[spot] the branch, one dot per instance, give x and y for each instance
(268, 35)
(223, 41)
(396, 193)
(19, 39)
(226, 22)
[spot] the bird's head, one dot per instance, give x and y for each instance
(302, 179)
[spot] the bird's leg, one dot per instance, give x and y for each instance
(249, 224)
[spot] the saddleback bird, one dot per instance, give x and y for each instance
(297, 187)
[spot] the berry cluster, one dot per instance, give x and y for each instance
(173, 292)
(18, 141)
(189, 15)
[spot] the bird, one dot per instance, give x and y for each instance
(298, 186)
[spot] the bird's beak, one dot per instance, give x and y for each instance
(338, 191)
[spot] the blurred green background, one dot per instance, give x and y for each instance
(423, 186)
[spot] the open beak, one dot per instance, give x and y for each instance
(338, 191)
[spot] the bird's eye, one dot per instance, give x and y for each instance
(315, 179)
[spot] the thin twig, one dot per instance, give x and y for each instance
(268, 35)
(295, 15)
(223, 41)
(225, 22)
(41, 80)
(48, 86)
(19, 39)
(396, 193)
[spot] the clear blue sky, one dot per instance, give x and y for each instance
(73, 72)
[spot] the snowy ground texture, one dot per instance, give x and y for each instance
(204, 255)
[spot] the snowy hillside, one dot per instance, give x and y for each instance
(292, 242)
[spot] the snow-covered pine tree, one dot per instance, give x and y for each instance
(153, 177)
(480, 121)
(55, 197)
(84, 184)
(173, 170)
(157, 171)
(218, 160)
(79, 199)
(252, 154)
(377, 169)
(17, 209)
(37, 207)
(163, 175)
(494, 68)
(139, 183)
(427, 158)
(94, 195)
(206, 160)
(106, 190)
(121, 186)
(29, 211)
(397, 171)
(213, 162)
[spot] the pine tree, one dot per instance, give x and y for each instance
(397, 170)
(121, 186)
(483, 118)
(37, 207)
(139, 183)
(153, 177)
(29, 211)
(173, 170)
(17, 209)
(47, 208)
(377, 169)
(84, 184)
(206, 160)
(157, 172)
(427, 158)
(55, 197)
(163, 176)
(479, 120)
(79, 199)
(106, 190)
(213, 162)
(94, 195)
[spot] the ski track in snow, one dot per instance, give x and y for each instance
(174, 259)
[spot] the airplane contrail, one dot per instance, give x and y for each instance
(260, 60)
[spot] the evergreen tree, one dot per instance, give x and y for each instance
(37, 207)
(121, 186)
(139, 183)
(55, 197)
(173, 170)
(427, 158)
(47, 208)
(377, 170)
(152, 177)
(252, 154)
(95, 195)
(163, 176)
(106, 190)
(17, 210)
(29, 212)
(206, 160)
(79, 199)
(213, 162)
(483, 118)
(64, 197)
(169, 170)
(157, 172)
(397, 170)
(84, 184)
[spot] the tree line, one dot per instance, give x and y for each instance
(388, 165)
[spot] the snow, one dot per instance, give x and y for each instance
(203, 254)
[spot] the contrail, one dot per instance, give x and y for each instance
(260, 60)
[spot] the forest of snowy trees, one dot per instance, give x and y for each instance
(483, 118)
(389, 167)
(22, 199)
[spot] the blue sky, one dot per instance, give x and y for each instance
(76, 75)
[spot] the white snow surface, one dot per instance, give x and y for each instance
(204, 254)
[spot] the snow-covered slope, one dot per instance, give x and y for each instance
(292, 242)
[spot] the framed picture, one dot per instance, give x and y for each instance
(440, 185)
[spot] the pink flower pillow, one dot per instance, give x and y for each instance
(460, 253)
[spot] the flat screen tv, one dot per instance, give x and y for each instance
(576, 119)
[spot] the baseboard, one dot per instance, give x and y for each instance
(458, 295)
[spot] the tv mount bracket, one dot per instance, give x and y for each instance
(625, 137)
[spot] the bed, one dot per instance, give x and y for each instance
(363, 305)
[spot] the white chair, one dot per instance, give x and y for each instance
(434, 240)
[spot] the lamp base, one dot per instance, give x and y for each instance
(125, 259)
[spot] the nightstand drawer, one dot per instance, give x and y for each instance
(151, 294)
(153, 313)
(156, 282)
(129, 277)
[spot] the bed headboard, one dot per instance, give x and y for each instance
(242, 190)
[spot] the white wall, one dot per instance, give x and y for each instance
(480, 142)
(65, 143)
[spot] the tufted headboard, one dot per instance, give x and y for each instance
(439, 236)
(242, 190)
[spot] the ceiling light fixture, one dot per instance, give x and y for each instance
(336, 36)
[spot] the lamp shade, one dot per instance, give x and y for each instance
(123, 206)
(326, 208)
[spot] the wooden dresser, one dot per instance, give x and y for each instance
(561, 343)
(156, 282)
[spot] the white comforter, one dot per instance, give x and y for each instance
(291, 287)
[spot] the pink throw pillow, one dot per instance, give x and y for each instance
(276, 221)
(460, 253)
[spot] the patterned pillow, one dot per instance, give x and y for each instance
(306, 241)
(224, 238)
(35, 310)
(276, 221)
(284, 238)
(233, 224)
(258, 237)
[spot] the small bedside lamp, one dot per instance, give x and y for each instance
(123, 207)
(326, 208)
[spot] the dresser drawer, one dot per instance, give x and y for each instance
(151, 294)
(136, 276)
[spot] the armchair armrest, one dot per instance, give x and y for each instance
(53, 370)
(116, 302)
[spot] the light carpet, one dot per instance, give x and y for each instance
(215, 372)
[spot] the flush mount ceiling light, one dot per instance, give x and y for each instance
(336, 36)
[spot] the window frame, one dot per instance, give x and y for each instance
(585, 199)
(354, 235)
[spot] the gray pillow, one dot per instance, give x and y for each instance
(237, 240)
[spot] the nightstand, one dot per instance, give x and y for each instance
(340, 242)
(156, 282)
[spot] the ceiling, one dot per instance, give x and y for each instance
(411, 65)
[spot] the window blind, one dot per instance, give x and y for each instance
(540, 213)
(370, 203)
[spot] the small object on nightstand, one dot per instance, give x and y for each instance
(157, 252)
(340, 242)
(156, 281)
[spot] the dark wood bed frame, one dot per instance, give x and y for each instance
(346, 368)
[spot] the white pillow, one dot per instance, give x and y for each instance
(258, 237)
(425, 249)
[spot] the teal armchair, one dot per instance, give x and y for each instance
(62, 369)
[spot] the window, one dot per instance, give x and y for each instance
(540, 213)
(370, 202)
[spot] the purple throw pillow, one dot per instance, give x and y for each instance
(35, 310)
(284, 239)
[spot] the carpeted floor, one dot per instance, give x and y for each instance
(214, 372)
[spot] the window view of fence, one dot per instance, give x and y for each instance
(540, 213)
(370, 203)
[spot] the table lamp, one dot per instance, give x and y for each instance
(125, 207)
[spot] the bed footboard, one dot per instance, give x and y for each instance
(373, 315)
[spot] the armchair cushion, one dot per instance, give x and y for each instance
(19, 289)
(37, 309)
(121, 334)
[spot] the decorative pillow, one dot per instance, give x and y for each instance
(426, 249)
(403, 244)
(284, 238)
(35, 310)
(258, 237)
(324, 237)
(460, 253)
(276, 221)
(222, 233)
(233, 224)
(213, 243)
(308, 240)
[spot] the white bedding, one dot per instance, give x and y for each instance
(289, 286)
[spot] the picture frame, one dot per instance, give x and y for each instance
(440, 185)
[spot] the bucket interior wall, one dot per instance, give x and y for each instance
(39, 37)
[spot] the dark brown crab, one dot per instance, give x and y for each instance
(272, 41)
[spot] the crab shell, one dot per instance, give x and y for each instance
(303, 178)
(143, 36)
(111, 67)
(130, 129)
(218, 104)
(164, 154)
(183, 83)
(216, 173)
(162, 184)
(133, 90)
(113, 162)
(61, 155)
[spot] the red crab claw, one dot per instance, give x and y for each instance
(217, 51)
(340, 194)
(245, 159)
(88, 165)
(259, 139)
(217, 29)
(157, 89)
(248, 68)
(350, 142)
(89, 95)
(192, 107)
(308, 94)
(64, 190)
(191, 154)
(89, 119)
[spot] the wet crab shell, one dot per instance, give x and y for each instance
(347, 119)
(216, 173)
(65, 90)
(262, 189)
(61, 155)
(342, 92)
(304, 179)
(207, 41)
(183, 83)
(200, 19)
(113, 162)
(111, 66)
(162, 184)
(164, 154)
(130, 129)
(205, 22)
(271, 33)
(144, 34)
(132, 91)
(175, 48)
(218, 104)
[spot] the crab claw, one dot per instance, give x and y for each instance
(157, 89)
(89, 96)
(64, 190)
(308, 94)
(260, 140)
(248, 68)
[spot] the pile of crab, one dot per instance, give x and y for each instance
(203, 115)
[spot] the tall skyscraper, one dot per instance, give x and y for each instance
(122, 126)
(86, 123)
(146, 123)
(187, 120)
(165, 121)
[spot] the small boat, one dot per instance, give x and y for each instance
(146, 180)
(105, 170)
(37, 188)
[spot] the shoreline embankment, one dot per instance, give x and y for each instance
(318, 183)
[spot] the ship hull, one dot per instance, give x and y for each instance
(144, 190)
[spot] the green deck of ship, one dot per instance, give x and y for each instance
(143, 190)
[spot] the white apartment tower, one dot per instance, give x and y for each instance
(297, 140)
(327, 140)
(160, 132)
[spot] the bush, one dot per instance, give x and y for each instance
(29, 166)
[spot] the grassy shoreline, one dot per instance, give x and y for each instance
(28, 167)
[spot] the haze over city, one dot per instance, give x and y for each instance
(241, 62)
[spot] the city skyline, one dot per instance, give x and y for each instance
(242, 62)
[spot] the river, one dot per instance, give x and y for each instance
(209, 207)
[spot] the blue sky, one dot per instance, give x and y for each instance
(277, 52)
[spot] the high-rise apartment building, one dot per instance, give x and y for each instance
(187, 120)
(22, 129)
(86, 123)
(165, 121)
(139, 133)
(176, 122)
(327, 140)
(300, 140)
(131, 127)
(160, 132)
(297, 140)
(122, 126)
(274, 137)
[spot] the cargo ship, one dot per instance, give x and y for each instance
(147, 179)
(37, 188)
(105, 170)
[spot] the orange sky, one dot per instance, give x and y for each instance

------------------------------------

*Exercise prompt*.
Reproduce the lines of the entries above exactly, but only from the line containing "[spot] the haze" through the final line.

*The result*.
[spot] the haze over city, one dot per instance, give x and y for each instance
(241, 62)
[spot] the city skyline, one dot per instance, give x and y for each instance
(242, 62)
[spot] the river, one dot per instance, give x and y for each instance
(209, 207)
[spot] the blue sky, one dot per instance, give x and y for each instance
(277, 52)
[spot] the high-rise apartment building, one dot per instance, give x and y for each instance
(187, 120)
(22, 129)
(86, 123)
(165, 121)
(139, 133)
(176, 122)
(327, 140)
(300, 140)
(131, 127)
(160, 132)
(297, 140)
(122, 126)
(274, 137)
[spot] the cargo ship, one dot per instance, give x and y for each instance
(147, 179)
(37, 188)
(105, 170)
[spot] the orange sky, one dot per instance, give x and y for each instance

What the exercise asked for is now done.